→ **Text passage**
● ● ● ● ● ● ●

- Born: Carmen Anthony Pecchio March 20, 1947 Youngstown, Ohio, U.S.
- Died: July 30, 1996 (aged 49) Beverly Hills, California, U.S.
- Occupation: Actor
- Years active: 1979–1996
- Spouse: Fran Tolstonog (1982–1996) (his death) 1 child

= Anthony Peck =

American actor (1947–1996)

Anthony Peck (born Carmen Anthony Pecchio; March 20, 1947 – July 20, 1996) was an American actor. He was born in Youngstown, Ohio.

He earned his Bachelor of Arts degree at the University of Toledo and his Master of Fine Arts degree in Acting from Temple University.

He appeared in several of John McTiernan's films, such as Die Hard, The Hunt for Red October, Last Action Hero, and Die Hard with a Vengeance. Other appearances include Creator, Unbecoming Age, In the Line of Fire, The Enemy Within, and Carnosaur 3: Primal Species.

He also appeared in many television show such as Knots Landing, Knight Rider, Dallas, Beauty and the Beast, and Quantum Leap.

Anthony Peck died of cancer on July 30, 1996, at the age of 49.

● ● ● ● ● ● ●

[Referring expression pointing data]
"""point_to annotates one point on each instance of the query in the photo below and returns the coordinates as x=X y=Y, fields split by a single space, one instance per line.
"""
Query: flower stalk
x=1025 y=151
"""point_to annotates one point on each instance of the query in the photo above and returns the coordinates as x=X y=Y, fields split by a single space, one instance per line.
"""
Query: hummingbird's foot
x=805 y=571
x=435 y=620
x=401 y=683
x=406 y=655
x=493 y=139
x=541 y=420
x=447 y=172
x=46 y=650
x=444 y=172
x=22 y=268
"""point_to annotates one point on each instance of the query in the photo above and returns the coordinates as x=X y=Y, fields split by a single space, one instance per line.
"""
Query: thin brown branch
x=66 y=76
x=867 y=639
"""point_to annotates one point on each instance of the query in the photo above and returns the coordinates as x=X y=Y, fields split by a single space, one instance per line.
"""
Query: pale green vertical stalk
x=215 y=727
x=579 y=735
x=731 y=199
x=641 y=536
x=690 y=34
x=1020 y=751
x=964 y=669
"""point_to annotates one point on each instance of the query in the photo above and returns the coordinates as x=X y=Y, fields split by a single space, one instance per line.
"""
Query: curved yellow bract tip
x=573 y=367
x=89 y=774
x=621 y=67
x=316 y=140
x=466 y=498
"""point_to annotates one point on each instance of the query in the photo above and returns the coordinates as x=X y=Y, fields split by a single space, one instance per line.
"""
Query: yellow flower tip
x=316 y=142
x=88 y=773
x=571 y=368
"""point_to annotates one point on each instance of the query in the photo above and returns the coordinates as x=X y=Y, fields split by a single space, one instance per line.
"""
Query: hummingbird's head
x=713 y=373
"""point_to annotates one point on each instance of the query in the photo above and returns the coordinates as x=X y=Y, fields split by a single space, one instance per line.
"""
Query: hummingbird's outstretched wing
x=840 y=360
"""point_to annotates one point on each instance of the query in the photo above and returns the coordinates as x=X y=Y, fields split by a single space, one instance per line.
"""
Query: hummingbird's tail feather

● ● ● ● ● ● ●

→ **What the task requires**
Reproduce the full Anthony Peck article from the top of the page, unchanged.

→ **Response to the exercise**
- Born: Carmen Anthony Pecchio March 20, 1947 Youngstown, Ohio, U.S.
- Died: July 30, 1996 (aged 49) Beverly Hills, California, U.S.
- Occupation: Actor
- Years active: 1979–1996
- Spouse: Fran Tolstonog (1982–1996) (his death) 1 child

= Anthony Peck =

American actor (1947–1996)

Anthony Peck (born Carmen Anthony Pecchio; March 20, 1947 – July 20, 1996) was an American actor. He was born in Youngstown, Ohio.

He earned his Bachelor of Arts degree at the University of Toledo and his Master of Fine Arts degree in Acting from Temple University.

He appeared in several of John McTiernan's films, such as Die Hard, The Hunt for Red October, Last Action Hero, and Die Hard with a Vengeance. Other appearances include Creator, Unbecoming Age, In the Line of Fire, The Enemy Within, and Carnosaur 3: Primal Species.

He also appeared in many television show such as Knots Landing, Knight Rider, Dallas, Beauty and the Beast, and Quantum Leap.

Anthony Peck died of cancer on July 30, 1996, at the age of 49.